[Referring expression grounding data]
· · · ·

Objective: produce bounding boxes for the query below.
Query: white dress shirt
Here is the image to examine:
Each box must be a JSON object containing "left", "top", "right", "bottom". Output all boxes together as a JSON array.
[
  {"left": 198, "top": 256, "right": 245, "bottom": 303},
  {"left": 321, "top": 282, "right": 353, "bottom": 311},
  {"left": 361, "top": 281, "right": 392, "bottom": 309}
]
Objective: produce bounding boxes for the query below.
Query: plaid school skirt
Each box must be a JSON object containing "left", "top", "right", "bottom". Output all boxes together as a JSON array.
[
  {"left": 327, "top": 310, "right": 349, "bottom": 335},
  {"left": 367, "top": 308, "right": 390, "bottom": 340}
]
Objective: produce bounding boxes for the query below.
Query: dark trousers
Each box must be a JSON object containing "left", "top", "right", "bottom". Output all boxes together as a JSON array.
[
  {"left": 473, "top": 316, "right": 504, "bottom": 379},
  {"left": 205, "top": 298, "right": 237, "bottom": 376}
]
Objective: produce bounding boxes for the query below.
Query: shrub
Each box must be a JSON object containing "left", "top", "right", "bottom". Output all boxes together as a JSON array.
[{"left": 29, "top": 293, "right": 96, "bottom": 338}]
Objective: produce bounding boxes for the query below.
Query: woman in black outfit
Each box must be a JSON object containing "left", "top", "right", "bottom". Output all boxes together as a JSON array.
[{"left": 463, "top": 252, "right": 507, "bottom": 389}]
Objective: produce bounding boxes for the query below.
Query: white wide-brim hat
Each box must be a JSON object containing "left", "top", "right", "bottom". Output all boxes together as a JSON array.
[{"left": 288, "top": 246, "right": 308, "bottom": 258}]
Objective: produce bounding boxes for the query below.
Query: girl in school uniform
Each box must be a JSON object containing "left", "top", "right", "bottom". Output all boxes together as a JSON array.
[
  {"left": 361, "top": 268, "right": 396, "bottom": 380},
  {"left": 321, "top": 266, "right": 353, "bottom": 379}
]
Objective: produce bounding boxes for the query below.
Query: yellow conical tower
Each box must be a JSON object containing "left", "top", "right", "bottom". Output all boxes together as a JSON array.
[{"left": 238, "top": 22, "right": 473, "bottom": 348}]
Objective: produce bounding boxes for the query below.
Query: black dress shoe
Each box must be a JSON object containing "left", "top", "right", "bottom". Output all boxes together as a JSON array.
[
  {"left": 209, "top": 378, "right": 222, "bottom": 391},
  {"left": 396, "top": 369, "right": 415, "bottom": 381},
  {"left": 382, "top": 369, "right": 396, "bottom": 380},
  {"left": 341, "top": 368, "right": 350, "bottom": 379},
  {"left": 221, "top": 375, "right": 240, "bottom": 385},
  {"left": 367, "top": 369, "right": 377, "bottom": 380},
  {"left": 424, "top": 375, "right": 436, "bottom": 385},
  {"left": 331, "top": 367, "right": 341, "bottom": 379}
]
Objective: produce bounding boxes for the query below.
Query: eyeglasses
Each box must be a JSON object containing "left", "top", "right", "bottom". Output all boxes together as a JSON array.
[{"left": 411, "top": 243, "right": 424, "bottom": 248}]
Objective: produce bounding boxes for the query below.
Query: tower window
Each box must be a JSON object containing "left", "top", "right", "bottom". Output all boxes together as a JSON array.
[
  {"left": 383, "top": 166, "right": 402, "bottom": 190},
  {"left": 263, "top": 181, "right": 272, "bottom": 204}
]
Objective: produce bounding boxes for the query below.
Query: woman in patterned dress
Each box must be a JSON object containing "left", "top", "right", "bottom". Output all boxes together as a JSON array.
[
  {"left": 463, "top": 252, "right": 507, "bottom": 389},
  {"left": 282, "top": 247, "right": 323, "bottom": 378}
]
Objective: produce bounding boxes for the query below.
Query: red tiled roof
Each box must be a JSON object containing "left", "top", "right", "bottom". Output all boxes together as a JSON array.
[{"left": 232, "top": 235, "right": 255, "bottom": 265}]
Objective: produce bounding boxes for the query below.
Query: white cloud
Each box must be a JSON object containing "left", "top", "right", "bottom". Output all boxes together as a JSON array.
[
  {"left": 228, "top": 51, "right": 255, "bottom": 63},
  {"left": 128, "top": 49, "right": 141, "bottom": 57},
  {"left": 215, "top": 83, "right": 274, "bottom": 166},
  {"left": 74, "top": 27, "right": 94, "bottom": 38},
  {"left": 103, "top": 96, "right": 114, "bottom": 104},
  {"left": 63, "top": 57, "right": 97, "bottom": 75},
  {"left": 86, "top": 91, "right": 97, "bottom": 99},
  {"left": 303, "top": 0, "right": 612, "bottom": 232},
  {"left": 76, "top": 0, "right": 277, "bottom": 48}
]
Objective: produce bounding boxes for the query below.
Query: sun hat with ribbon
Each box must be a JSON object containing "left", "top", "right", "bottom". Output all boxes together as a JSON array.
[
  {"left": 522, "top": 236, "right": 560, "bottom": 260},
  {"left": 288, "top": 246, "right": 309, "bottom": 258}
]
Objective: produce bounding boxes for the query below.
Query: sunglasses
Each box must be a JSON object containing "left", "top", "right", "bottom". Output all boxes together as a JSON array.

· · · ·

• To do: Transcribe, exactly as written, all lines of the entries above from the first to the one containing "Query: dark trousers", and no more.

• Response below:
Objective: produce bounding boxes for the query below.
Query: white dress shirt
Here is the image to examine:
Each box must be a JSON object containing "left", "top", "right", "bottom". Output all boxes together as a JSON array.
[
  {"left": 198, "top": 256, "right": 245, "bottom": 303},
  {"left": 321, "top": 282, "right": 353, "bottom": 311},
  {"left": 361, "top": 281, "right": 392, "bottom": 309}
]
Objective: produce bounding boxes for the query below.
Query: plaid school skirt
Each box must be a JSON object containing "left", "top", "right", "bottom". Output all boxes together as a JSON array.
[
  {"left": 327, "top": 310, "right": 349, "bottom": 335},
  {"left": 367, "top": 308, "right": 390, "bottom": 340}
]
Objective: produce bounding boxes for the query below.
Query: dark trousers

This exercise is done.